Beginning with the line that holds "hedge shown in the photo above.", set down each line of the data below through the very last, exactly as given, and nothing beyond that.

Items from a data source
--- --- ---

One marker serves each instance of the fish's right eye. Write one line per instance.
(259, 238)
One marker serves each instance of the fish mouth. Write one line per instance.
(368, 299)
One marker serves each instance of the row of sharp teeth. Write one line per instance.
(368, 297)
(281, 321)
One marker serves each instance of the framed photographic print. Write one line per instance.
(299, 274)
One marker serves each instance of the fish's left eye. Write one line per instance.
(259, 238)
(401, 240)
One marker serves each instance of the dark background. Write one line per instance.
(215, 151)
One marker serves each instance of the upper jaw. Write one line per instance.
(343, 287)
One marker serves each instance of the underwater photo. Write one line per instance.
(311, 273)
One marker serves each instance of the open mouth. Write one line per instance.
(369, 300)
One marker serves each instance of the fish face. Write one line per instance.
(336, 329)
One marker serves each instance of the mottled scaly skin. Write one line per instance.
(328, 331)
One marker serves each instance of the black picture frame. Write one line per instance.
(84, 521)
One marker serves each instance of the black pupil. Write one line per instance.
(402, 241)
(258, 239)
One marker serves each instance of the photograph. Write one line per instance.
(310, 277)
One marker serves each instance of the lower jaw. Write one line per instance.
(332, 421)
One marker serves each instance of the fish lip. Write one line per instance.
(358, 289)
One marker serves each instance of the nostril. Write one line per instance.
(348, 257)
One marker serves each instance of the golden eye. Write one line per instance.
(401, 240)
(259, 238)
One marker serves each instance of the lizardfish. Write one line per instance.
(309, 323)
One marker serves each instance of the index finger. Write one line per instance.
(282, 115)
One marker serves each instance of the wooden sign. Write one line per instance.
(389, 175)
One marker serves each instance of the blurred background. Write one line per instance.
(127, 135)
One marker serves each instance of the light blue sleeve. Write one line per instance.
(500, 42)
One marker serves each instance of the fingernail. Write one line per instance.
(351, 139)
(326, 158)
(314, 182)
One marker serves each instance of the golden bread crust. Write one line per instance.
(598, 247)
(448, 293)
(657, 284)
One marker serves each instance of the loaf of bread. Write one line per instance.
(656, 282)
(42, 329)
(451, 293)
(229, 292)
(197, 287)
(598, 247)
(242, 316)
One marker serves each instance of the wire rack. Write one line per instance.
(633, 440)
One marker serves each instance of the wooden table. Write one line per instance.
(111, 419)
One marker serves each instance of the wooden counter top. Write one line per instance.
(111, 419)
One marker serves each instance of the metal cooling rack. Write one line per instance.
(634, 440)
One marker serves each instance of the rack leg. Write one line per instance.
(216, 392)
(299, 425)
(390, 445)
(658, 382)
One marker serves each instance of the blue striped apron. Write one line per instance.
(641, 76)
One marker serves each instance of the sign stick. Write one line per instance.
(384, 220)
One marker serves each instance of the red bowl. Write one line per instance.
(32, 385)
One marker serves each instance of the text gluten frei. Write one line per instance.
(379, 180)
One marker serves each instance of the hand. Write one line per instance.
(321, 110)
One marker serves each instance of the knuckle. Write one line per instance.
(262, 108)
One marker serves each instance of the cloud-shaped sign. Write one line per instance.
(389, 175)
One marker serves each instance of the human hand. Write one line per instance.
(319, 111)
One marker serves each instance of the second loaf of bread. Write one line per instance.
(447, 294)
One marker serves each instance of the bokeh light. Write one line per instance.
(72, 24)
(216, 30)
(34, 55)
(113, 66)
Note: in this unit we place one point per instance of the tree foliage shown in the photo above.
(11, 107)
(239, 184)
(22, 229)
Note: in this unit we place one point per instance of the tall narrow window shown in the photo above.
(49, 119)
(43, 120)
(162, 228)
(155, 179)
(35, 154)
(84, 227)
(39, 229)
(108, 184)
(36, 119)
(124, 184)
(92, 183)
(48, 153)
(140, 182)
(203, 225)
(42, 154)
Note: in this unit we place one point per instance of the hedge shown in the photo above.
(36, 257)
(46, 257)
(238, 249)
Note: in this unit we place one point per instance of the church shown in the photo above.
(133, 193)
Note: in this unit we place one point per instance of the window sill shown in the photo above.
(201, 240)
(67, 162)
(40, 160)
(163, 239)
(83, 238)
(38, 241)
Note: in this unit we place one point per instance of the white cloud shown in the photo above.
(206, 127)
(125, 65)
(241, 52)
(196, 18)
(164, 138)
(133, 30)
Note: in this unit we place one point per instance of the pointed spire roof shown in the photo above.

--- --- ---

* [Correct result]:
Note: in this unit we place one point per instance of the hedge shown in the photo above.
(36, 257)
(46, 257)
(238, 249)
Note: in this unit we place one point per instance of the church shown in the photo above.
(133, 193)
Note: in this unit we place one point per instance of the window sill shown in the photo above.
(201, 240)
(67, 162)
(40, 160)
(163, 239)
(83, 238)
(38, 241)
Note: in this unit we place one point per instance of the white cloud shown in the photo above.
(206, 127)
(125, 65)
(241, 52)
(196, 18)
(164, 138)
(133, 30)
Note: in this unit we place one point per instance of the pointed spire roof shown in the photo above.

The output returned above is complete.